» **WHAT THE EXERCISE ASKS**: Resize the records from the start through the line containing "point(94, 196)" by reproducing every line in full, with each coordinate in the answers multiplied by 0.5 and rounded to a whole number (halves round up). Leave the images out of your reply.
________________________________________
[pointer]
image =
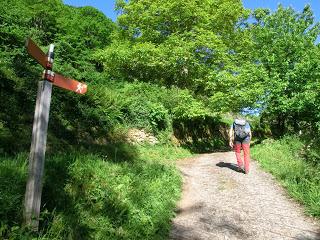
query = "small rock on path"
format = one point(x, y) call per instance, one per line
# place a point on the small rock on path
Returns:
point(221, 203)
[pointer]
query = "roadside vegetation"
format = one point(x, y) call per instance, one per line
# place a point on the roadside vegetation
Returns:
point(176, 70)
point(297, 167)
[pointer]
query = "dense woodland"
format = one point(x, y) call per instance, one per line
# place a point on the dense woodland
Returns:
point(177, 69)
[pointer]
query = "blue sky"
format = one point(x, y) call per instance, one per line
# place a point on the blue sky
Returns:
point(107, 6)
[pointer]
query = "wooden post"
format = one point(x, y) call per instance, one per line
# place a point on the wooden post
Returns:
point(37, 155)
point(37, 152)
point(39, 132)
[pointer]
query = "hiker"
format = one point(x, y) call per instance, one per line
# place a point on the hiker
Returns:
point(239, 137)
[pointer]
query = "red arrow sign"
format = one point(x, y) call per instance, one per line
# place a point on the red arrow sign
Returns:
point(36, 53)
point(69, 84)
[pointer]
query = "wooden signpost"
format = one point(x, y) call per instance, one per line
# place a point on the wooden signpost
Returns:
point(40, 126)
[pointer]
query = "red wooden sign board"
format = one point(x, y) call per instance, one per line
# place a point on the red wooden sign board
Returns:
point(56, 79)
point(69, 84)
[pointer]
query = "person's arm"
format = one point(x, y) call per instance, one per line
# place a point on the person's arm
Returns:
point(231, 136)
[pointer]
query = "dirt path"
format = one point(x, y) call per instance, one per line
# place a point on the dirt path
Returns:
point(220, 203)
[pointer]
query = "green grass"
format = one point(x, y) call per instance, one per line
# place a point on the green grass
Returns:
point(284, 159)
point(94, 196)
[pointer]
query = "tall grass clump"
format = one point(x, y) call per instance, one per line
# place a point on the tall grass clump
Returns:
point(96, 196)
point(286, 160)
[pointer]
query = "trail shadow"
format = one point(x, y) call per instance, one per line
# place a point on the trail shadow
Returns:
point(231, 166)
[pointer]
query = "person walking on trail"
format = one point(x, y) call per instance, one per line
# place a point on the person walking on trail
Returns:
point(240, 137)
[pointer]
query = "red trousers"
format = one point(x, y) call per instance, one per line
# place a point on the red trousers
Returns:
point(246, 155)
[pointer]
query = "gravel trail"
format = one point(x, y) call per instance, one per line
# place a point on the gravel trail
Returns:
point(221, 203)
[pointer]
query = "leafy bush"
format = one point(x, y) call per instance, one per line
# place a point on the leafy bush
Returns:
point(107, 195)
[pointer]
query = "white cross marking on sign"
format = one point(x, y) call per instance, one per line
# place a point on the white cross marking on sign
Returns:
point(79, 88)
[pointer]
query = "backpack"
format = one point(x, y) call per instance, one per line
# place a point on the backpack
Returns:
point(241, 129)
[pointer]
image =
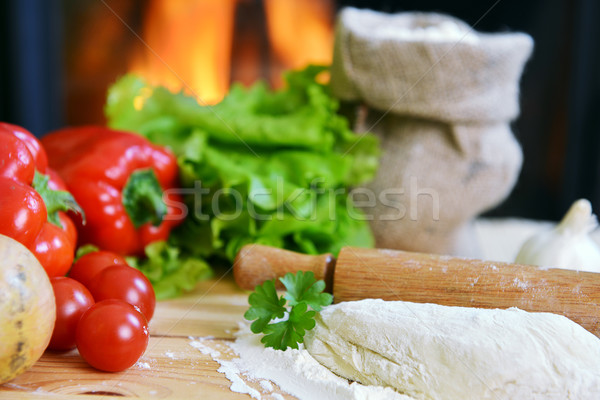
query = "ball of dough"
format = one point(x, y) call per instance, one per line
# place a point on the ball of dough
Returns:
point(430, 351)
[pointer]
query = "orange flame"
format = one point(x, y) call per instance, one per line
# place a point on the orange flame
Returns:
point(300, 32)
point(188, 43)
point(188, 46)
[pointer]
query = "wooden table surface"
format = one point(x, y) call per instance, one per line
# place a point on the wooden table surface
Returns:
point(170, 369)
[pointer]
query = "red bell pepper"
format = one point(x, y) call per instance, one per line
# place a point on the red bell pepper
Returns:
point(29, 208)
point(118, 178)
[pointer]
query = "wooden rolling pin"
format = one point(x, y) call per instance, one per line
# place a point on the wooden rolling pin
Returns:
point(425, 278)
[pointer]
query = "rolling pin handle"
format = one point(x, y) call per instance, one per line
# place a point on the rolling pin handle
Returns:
point(255, 264)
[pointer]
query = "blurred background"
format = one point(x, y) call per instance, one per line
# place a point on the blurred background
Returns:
point(60, 56)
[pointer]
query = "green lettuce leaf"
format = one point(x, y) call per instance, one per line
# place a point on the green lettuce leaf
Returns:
point(276, 165)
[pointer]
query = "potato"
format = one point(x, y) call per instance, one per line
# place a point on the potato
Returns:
point(27, 309)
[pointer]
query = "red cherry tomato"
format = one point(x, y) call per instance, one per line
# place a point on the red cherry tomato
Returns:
point(88, 265)
point(34, 145)
point(112, 335)
point(125, 283)
point(22, 211)
point(16, 162)
point(54, 250)
point(72, 300)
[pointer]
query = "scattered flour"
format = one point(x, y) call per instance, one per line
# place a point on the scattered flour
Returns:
point(294, 371)
point(142, 365)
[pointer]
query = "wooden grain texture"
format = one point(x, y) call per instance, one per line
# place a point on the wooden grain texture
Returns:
point(257, 263)
point(170, 369)
point(427, 278)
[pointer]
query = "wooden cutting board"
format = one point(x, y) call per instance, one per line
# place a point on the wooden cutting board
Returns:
point(170, 369)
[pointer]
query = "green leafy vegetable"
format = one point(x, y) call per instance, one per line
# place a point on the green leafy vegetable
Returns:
point(265, 305)
point(262, 166)
point(303, 291)
point(170, 272)
point(289, 333)
point(303, 288)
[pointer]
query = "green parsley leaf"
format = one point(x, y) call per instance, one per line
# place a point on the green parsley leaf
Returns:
point(303, 291)
point(289, 333)
point(265, 306)
point(303, 287)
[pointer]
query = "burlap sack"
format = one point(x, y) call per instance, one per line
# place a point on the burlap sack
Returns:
point(441, 97)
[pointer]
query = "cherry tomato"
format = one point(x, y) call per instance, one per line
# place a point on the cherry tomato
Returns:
point(16, 162)
point(125, 283)
point(22, 211)
point(112, 335)
point(88, 265)
point(34, 145)
point(72, 300)
point(54, 250)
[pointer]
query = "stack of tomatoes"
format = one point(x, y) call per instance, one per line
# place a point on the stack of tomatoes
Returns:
point(104, 306)
point(34, 201)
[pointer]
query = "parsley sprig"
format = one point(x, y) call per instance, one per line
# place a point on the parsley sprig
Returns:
point(303, 291)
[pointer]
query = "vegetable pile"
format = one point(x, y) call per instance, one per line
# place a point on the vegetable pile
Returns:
point(103, 308)
point(33, 205)
point(269, 167)
point(302, 292)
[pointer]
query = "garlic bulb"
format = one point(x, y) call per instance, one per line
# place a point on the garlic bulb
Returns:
point(568, 245)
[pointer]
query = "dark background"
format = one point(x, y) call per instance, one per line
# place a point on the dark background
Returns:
point(559, 126)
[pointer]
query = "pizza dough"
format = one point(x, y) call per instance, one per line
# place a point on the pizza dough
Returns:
point(430, 351)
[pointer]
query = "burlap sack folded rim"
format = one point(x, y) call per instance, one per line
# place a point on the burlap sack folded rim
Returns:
point(472, 78)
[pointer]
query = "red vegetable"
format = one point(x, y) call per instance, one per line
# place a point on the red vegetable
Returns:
point(90, 264)
point(34, 146)
point(112, 335)
point(72, 300)
point(22, 211)
point(16, 162)
point(125, 283)
point(29, 208)
point(118, 178)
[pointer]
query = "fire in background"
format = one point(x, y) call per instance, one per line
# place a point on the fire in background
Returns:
________________________________________
» **RESULT OF THE TASK**:
[pointer]
image =
query = "small rock on path"
format = one point(x, y) call per instance, one per line
# place a point on the small rock on path
Returns:
point(111, 102)
[pointer]
query = "roadside vegetation"
format = one point(x, y) call per instance, one per line
# place a point on the roadside vegetation
Returns:
point(88, 35)
point(149, 84)
[pointer]
query = "dense woodland"
format = one point(x, y) call per instance, one per line
# place a point on the dense woodland
Returns:
point(89, 35)
[pointer]
query = "blue sky"
format = one point(x, y) call per instance, one per line
# place a point on the blue sky
Returns:
point(54, 3)
[pointer]
query = "wooden post"
format = one point(x, y) call per instance, one per line
# place a point on the wooden post
Returns:
point(19, 78)
point(19, 76)
point(20, 66)
[pointer]
query = "hiker"
format = one point(x, y) call per instance, one per line
# place a point on the hiker
Returns:
point(120, 69)
[pointer]
query = "red arrow sign"
format = one point(x, y) call per instance, one per line
# place a point on the red arrow sign
Returns:
point(18, 27)
point(35, 42)
[pointer]
query = "wooden signpost"
format = one point(x, y) call per instance, one per line
# place a point on the wooden signpost
Returns:
point(20, 63)
[pointer]
query = "red wooden sign board"
format = one point(x, y) call per instance, one per line
# place a point on the red wooden sign board
Returns:
point(28, 40)
point(35, 42)
[pointer]
query = "person's arm"
format = one point(x, y) call per instance, one per line
# place a point on the person's arm
Returns:
point(116, 68)
[pointer]
query = "dirt path"
format = one point(x, y) call per instance, one per line
# place a point on the dirt path
Returns:
point(110, 102)
[pointer]
query = "green grass"
format = one point(x, y) call per instance, one per line
# place a point on the green grass
Returns:
point(142, 80)
point(47, 98)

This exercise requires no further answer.